# PROBLEM TO SOLVE:
Begin with the line in which "Where can you see the brown" appears and end with the final line of the entries. Retype each one exactly and add nothing.

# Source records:
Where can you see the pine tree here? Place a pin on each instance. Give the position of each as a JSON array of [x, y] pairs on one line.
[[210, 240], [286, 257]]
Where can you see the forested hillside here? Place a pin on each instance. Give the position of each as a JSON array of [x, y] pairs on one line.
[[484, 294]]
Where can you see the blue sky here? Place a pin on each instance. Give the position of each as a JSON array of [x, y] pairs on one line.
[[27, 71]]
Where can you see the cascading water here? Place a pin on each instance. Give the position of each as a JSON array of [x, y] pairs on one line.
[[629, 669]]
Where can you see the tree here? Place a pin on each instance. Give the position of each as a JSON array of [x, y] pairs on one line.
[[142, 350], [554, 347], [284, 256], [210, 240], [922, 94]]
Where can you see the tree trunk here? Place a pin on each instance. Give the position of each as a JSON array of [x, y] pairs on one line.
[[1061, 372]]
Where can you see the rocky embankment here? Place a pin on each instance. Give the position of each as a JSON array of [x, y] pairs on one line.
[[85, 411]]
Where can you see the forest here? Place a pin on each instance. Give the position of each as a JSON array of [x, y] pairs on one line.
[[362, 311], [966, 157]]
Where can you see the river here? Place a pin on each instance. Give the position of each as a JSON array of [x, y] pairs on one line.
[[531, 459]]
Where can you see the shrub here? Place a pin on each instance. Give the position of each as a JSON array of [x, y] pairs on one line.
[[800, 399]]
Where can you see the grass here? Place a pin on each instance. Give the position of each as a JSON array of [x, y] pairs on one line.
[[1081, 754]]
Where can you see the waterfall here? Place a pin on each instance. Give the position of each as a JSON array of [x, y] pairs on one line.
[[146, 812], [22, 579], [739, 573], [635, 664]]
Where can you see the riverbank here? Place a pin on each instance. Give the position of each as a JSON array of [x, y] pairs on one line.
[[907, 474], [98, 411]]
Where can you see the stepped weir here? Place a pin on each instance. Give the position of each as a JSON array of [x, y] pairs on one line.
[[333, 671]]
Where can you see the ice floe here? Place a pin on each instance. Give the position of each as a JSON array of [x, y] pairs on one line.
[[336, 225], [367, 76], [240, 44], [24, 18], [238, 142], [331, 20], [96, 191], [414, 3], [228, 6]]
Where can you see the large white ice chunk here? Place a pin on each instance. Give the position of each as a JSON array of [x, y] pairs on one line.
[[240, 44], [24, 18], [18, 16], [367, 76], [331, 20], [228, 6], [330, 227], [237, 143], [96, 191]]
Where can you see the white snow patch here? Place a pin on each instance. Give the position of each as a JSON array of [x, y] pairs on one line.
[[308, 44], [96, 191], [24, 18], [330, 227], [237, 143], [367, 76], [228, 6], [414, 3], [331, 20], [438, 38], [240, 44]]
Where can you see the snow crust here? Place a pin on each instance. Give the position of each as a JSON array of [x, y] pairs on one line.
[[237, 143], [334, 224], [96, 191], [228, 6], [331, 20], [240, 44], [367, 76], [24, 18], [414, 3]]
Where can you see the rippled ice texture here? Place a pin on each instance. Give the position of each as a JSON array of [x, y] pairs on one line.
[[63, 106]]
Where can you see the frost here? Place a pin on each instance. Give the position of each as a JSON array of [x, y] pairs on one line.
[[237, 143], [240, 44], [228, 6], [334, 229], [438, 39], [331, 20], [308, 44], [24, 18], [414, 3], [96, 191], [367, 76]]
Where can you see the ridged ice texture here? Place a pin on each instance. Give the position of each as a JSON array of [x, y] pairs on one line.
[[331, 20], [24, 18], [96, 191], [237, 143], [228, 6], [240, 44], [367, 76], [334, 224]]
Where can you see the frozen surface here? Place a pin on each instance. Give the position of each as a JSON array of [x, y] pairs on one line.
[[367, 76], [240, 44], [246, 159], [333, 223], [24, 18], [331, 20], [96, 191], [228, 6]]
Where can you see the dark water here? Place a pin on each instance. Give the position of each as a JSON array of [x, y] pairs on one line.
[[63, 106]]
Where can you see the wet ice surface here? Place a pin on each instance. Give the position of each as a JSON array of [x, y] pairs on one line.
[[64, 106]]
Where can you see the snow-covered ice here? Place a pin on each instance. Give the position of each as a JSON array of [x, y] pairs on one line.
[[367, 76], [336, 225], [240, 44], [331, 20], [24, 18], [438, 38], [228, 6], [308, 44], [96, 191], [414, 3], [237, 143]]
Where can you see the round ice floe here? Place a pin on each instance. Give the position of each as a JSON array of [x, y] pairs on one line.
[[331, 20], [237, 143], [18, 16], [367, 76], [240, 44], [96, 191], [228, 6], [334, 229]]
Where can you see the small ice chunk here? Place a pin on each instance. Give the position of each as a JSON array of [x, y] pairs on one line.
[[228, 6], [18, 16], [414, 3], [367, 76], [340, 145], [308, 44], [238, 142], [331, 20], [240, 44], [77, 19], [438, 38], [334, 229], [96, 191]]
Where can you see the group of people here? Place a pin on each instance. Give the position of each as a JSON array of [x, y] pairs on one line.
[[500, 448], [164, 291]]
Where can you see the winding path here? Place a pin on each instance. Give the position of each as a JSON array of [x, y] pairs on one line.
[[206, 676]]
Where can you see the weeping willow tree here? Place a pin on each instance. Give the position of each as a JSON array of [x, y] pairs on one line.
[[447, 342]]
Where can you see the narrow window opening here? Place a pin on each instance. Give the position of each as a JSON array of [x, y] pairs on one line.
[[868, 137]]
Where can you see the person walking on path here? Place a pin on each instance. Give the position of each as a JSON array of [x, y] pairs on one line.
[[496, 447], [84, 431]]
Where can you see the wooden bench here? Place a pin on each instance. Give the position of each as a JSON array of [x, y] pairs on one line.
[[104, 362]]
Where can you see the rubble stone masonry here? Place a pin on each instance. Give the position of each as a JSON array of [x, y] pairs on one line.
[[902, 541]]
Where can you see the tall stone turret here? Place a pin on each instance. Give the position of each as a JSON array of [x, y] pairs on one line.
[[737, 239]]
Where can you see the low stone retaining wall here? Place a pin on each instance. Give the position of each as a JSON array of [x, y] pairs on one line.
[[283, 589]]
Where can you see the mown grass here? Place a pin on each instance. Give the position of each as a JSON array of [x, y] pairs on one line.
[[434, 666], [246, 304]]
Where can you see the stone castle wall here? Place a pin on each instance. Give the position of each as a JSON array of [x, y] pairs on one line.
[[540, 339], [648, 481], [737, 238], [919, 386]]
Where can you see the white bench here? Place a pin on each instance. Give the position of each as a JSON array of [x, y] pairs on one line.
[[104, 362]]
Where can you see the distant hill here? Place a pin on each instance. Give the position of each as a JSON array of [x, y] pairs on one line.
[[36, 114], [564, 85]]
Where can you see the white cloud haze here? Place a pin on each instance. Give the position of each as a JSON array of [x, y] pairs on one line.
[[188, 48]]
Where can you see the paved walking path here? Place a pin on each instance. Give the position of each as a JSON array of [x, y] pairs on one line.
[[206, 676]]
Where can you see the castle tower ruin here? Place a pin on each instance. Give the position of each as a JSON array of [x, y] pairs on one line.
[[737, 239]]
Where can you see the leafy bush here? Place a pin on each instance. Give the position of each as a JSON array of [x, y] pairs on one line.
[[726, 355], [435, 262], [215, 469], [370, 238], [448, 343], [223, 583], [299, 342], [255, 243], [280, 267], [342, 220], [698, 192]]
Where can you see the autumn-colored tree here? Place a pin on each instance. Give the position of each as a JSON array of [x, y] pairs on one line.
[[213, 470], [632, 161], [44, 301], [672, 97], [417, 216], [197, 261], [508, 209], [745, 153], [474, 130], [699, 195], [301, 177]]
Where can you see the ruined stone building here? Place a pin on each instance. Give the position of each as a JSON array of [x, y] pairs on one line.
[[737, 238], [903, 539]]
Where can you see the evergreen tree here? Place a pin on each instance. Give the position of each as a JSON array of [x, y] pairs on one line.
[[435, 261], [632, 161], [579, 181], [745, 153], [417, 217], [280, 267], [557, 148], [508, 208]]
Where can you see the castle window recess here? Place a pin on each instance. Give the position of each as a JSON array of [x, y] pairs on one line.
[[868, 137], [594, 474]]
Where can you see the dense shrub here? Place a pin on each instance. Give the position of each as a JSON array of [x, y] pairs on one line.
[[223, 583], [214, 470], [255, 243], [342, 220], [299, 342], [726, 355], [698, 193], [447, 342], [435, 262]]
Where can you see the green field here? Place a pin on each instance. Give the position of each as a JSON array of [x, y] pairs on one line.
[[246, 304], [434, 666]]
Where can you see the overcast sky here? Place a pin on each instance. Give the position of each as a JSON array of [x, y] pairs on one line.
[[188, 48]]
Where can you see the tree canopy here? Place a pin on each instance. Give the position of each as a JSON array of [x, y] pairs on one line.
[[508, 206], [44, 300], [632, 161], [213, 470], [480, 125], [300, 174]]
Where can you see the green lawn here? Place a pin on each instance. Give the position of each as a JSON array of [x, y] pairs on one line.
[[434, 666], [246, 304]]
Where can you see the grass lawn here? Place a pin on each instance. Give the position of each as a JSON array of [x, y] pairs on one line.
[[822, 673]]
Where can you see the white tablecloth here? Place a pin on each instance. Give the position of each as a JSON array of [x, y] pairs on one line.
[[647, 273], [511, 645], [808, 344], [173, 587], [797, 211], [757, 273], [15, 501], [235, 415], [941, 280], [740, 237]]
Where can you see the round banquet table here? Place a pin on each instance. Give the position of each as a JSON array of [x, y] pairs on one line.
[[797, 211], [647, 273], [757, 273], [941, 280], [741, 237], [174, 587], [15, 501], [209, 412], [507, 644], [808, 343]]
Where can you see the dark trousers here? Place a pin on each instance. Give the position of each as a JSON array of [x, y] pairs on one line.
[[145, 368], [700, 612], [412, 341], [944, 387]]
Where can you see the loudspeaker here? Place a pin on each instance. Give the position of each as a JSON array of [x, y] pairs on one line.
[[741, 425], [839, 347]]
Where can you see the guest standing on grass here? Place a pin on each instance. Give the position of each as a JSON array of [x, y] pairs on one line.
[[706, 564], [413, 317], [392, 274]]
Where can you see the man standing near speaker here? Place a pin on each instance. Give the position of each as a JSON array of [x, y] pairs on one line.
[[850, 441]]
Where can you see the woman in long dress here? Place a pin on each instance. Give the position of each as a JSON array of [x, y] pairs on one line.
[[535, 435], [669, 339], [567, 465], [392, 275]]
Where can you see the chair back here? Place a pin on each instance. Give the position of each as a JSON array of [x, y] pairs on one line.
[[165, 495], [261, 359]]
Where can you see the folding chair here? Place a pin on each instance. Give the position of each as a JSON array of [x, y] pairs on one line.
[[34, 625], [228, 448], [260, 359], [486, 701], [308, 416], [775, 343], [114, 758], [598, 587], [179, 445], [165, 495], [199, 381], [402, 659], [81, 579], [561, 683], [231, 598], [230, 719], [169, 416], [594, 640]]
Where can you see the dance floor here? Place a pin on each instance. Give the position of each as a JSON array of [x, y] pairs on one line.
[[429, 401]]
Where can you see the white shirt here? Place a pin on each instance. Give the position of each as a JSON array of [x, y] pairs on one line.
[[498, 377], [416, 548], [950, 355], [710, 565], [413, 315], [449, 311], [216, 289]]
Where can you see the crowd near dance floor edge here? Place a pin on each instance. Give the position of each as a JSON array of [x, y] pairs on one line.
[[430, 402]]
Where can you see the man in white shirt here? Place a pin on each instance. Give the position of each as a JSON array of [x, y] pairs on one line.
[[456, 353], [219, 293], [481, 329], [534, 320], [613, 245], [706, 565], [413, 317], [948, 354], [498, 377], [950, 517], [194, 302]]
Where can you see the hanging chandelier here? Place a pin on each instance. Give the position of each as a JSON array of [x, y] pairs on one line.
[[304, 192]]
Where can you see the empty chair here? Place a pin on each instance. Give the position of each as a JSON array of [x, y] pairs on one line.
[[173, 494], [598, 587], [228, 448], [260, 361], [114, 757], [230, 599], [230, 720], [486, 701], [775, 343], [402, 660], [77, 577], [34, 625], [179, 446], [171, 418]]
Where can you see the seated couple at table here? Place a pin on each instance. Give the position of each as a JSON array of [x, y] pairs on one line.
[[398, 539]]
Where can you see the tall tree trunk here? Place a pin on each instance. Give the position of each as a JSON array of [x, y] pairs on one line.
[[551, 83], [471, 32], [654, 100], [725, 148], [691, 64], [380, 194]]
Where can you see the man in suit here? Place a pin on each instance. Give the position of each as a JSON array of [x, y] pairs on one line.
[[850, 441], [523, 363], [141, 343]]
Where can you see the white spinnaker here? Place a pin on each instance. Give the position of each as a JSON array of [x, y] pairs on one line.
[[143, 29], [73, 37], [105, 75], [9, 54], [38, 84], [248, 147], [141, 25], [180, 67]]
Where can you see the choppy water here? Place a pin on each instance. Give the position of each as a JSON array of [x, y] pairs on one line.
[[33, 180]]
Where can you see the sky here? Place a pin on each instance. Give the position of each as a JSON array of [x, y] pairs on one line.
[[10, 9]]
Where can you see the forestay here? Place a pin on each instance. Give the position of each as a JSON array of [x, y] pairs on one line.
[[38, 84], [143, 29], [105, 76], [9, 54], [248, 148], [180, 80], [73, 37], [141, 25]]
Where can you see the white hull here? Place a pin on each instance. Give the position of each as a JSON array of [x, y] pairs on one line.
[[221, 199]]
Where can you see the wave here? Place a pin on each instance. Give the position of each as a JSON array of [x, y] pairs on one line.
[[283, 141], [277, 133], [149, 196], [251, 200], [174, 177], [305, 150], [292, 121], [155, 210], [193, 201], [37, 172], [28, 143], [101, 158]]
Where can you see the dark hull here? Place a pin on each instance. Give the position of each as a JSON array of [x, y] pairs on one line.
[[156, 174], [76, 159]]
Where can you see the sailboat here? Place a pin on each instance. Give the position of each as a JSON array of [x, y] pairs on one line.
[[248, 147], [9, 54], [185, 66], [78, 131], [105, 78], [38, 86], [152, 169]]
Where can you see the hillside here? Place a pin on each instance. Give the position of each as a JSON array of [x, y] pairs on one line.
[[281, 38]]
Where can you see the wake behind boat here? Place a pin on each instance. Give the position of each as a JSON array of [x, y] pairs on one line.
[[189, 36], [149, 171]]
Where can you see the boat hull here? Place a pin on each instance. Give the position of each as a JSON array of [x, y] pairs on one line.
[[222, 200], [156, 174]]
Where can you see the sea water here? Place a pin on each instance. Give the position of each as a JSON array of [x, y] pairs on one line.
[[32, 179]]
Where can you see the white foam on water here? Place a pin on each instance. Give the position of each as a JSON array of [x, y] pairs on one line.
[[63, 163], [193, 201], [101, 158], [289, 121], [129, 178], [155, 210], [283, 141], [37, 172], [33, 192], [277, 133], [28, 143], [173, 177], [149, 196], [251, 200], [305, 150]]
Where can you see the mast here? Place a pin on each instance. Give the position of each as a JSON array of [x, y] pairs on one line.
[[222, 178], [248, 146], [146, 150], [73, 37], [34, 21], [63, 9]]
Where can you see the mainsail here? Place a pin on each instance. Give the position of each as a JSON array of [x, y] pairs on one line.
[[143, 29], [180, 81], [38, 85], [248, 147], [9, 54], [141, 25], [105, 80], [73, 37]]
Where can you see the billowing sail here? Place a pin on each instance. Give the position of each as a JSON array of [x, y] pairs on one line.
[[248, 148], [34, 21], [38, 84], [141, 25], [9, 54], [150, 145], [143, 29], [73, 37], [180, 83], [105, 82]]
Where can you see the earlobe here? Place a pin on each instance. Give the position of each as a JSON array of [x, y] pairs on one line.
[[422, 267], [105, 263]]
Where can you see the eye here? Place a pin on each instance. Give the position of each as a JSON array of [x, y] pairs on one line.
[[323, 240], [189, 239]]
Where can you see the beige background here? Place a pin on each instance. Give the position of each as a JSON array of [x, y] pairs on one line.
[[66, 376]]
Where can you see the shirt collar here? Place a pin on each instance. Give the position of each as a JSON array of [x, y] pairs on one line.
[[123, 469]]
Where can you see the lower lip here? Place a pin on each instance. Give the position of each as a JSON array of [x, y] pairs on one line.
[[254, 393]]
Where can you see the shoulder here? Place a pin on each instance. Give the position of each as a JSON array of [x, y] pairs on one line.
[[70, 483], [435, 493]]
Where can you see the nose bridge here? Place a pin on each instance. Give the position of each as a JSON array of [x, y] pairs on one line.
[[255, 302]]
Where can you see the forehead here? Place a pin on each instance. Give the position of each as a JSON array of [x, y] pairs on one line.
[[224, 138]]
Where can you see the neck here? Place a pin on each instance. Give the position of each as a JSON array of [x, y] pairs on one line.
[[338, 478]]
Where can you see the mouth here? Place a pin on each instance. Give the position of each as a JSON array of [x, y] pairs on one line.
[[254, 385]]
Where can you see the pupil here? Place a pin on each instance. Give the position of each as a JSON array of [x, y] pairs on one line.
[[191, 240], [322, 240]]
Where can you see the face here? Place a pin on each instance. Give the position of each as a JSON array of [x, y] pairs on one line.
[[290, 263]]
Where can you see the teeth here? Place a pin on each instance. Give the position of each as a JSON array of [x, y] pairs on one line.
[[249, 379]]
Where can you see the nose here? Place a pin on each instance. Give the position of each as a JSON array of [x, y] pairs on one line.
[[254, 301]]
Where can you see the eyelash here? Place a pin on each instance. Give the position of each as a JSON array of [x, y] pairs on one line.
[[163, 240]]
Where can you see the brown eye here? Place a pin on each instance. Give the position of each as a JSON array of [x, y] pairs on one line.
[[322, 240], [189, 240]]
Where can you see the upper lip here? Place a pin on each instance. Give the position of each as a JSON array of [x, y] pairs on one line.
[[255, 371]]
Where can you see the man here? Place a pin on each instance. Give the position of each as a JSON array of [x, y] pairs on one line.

# RESULT FOR THIS EXERCISE:
Where can you see the brown eye here? Place a pin on each instance. Give the position of each as a JSON array of [x, y] pairs on one line.
[[322, 240], [189, 240]]
Where can you see the upper lip here? Place a pin on each instance. Give the position of each as a JSON array of [x, y] pairs on one line.
[[255, 371]]
Where can you see the man here? Place a pin on each instance. Give the position of each as a JSON array of [x, y] pairs on one line.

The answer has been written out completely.